**Task item:**
Using the records below, transcribe exactly only the lines from the one with "Can you see the bowl" through the end, both included, and drop every picture.

[Given entries — start]

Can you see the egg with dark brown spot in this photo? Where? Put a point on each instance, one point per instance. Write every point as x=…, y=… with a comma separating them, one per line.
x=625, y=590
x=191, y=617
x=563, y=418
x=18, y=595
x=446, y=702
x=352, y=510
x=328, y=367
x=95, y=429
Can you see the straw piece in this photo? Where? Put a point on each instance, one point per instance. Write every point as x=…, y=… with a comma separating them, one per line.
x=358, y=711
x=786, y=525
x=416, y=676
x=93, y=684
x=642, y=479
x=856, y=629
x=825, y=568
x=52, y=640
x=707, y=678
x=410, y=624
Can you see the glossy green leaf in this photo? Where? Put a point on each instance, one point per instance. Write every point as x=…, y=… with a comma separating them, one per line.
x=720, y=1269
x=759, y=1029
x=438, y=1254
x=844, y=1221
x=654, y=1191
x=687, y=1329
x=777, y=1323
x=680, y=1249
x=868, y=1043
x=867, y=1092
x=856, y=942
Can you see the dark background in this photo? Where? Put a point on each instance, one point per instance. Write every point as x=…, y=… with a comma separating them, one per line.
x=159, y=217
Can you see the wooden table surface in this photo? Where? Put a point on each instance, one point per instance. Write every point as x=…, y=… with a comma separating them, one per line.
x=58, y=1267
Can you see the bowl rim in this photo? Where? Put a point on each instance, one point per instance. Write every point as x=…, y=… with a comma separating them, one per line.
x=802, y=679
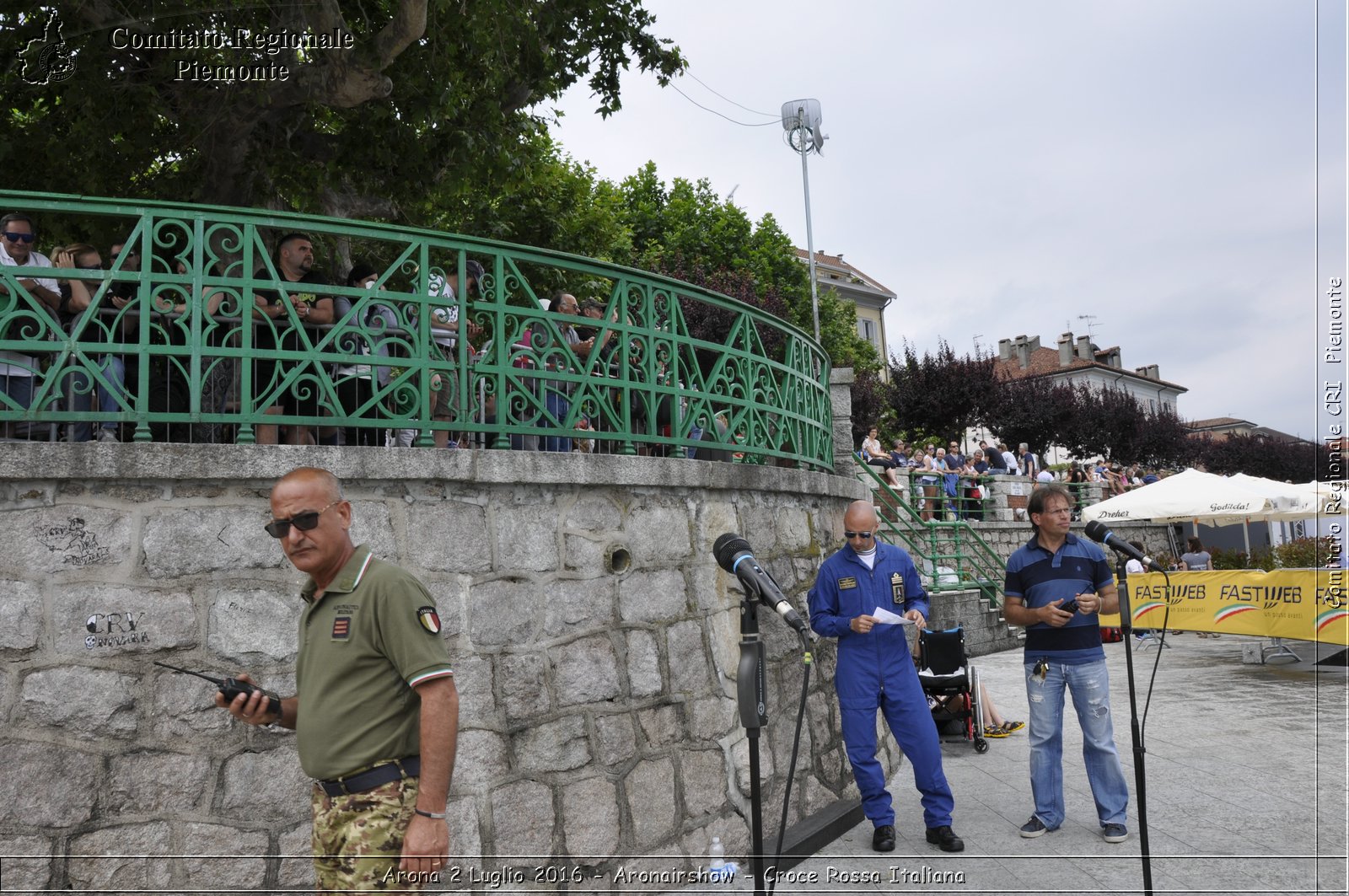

[Given entries — finish]

**Problem solution:**
Can you see the bowl rim in this photo? Where? Put a point on each instance, one point per instance. Write every point as x=…, y=… with a comma separating them, one per line.
x=802, y=679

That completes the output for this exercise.